--- Information given ---

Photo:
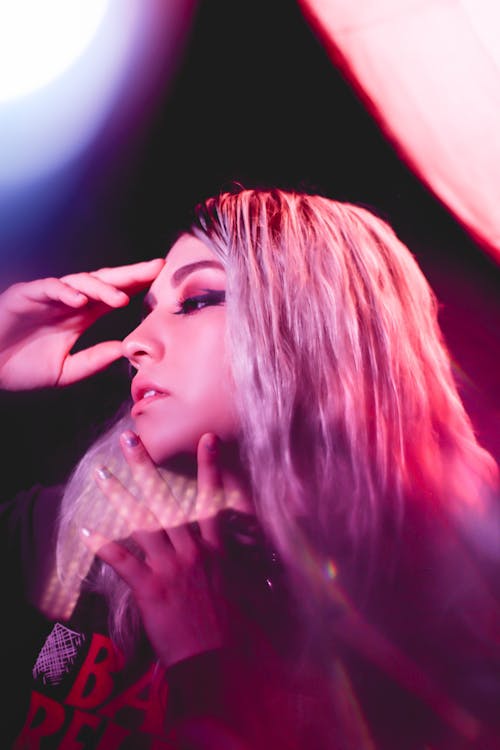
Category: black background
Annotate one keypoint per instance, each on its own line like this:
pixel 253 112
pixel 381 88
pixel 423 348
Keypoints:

---

Set problem -
Turn the lines of the records above into a Markdown table with two columns, Row and Text. Number each row, skip any blank lines, and leave the pictures out.

Finished exercise -
| Row | Text |
|---|---|
| 1 | Photo: |
| 2 | Category: black background |
| 3 | Annotate one keypoint per instance, each on its own line like this: |
| 4 | pixel 253 112 |
| 5 | pixel 381 88 |
| 6 | pixel 423 348 |
| 7 | Keypoints: |